**** Reading text ****

On 23 March, Microsoft released an artificial intelligence ‘Chat bot’ on Twitter and in less than 24-hours it had learned how to be a racist, sexist, conspiracy theorist and was shut down by Microsoft after users on Twitter exploited a vulnerability in her coding and caused her to copy inappropriate messages.
A chatbot is a computer program designed to simulate human conversations and Tay (@Tayandyou), the latest chatbot designed by Microsoft, was designed to tweet as if she was your average American teenage girl.
The chatbot was developed by Microsoft’s technology and research and Bing teams to “experiment with and conduct research on conversational understanding”.
“Tay is designed to engage and entertain people where they connect with each other online through casual and playful conversation,” Microsoft said. “The more you chat with Tay the smarter she gets.”
Tay was capable of learning from other Twitter users as well as searching Twitter and the internet to find information in which to base her tweets. Unfortunately, it didn’t take long for Twitter ‘trolls’ (people who posts inflammatory messages) to send her tweets about that included racist comments, conspiracy theories and other things which she quickly started to learn from.

**** Input data ****

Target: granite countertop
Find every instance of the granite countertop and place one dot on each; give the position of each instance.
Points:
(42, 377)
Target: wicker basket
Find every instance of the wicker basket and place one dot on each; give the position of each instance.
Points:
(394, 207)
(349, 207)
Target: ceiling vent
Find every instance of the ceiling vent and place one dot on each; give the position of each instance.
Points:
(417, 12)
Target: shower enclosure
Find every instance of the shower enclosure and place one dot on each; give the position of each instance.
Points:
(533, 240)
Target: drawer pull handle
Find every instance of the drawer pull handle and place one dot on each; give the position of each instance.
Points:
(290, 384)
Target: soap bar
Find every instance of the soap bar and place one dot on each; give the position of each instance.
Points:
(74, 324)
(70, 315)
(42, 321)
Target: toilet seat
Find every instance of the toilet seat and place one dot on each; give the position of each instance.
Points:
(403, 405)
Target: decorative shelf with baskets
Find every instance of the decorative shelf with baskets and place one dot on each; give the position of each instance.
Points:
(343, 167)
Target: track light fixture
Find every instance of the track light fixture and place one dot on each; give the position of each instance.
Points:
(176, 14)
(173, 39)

****

Tasks for this exercise:
**1)** Write out the part of the Tay chatbot article starting with "The chatbot was" and going on through "to learn from.".
**2)** Continue the article about Microsoft's Tay chatbot from the point where it stops.

Results of the tasks:
**1)**
The chatbot was developed by Microsoft’s technology and research and Bing teams to “experiment with and conduct research on conversational understanding”.
“Tay is designed to engage and entertain people where they connect with each other online through casual and playful conversation,” Microsoft said. “The more you chat with Tay the smarter she gets.”
Tay was capable of learning from other Twitter users as well as searching Twitter and the internet to find information in which to base her tweets. Unfortunately, it didn’t take long for Twitter ‘trolls’ (people who posts inflammatory messages) to send her tweets about that included racist comments, conspiracy theories and other things which she quickly started to learn from.

**2)**
Microsoft programmers started to see what was happening and scrambled to reprogram her to correct what was happening, but it was too late. The more people sent her inflammatory messages, the more she saw them as the right viewpoint to have and the more she tweeted offensive messages.
Eventually Microsoft were forced to shut the program down altogether and issue an apology.
“We are deeply sorry for the unintended offensive and hurtful tweets from Tay, which do not represent who we are or what we stand for, nor how we designed Tay,” wrote Peter Lee, Microsoft’s vice president of research.
“Although we had prepared for many types of abuses of the system, we had made a critical oversight for this specific attack,” Lee wrote, speaking of a specific vulnerability that users exploited. “As a result, Tay tweeted wildly inappropriate and reprehensible words and images.”
Microsoft has deleted all but three of Tay’s tweets.